BEGIN RECORD EXTRACTS

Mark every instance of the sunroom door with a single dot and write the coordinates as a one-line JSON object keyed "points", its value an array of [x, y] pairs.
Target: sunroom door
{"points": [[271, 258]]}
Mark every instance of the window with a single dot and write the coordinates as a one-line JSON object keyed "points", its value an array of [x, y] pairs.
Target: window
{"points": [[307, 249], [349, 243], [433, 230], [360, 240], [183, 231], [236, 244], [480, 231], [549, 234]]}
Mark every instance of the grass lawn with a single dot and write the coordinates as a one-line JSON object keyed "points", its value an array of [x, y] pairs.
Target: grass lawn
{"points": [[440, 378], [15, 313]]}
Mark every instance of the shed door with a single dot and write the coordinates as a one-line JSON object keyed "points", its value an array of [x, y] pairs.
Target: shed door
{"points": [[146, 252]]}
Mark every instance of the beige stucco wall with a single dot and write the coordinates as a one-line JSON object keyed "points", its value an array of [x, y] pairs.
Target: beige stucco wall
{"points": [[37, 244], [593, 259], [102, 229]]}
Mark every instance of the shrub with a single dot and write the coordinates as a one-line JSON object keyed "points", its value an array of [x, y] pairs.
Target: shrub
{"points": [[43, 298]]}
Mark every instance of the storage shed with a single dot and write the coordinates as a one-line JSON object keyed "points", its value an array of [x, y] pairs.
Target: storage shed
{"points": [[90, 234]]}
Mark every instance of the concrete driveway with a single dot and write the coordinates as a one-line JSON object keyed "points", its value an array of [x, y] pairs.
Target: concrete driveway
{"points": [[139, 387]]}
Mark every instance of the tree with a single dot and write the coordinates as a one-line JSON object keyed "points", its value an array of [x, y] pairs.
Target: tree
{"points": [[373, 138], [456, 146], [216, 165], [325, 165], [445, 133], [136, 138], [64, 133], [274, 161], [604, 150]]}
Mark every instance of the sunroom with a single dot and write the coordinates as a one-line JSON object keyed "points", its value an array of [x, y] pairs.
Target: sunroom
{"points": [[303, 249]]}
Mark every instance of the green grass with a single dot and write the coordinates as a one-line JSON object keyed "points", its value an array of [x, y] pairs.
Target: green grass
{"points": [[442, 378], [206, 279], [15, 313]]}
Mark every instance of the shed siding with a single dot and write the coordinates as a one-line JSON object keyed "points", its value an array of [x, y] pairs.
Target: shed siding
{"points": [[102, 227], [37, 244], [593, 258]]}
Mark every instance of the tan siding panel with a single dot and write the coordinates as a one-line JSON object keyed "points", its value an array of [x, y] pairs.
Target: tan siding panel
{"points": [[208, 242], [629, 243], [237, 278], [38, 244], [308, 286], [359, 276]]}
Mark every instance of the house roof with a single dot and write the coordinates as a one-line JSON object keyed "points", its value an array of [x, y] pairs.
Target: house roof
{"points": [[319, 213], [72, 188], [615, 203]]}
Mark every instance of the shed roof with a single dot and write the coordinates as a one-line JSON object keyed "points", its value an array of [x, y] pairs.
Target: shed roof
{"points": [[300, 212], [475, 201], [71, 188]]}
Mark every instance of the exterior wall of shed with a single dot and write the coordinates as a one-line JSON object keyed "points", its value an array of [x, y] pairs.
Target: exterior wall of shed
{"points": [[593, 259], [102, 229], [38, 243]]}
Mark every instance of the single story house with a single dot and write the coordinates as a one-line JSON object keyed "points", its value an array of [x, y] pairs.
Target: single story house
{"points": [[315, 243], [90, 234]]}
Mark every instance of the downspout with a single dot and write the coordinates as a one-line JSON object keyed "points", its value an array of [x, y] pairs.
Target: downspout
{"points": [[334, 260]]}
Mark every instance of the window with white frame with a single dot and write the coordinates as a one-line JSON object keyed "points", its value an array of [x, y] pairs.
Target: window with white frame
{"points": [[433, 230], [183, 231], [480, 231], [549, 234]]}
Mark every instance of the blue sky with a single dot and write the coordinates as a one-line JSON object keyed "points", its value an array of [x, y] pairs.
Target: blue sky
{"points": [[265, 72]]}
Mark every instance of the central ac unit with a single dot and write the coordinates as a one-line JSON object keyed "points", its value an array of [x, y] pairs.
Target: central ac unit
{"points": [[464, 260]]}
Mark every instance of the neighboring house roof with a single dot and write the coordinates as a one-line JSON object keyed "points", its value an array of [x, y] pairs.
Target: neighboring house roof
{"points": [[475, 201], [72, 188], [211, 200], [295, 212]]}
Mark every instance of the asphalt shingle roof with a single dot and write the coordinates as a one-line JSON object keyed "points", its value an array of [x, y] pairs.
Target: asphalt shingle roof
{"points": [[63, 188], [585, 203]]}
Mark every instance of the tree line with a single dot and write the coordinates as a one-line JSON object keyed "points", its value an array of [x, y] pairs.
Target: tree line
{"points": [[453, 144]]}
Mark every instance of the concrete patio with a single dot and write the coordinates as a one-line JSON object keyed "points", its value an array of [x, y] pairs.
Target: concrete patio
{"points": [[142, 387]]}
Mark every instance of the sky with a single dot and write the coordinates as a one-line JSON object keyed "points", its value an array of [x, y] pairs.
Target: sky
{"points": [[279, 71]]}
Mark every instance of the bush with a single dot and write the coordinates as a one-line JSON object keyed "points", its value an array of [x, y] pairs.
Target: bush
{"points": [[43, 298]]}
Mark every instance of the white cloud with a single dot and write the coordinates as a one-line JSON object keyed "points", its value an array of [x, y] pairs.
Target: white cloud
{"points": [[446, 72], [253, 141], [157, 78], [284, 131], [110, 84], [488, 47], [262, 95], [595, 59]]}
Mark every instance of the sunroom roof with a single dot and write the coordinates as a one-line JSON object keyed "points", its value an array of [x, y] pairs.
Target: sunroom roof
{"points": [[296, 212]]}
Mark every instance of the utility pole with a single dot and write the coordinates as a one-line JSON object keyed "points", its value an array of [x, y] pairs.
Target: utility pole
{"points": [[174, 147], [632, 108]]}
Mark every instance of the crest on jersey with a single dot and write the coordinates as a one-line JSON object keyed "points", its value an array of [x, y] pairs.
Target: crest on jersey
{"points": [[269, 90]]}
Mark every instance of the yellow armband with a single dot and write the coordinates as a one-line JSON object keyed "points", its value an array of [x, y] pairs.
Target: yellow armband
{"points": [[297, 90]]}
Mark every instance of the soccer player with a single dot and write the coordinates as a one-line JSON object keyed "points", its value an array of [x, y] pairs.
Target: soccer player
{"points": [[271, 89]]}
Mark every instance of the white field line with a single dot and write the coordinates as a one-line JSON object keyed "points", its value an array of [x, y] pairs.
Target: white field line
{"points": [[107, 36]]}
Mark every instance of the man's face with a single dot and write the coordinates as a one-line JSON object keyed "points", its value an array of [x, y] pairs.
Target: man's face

END RECORD EXTRACTS

EXERCISE DIRECTIONS: Extract, exactly, the lines above that begin at the line containing "Mark every instance of the soccer" and end at the final line of the records; add no other text.

THE RESPONSE:
Mark every instance of the soccer player with a single dot and write the coordinates as a one-line JSON object keyed "points", its value an array of [x, y] pairs.
Target: soccer player
{"points": [[271, 89]]}
Mark every instance of the white field line with a single dot and write the coordinates as a one-line JSON object keyed "points", its value an array of [x, y] pairs.
Target: white field line
{"points": [[107, 36]]}
Mark every instance of the man's face with a single dot and write the coordinates as a one-line JSON object keyed "points", its value an array of [x, y] pairs.
Target: man's face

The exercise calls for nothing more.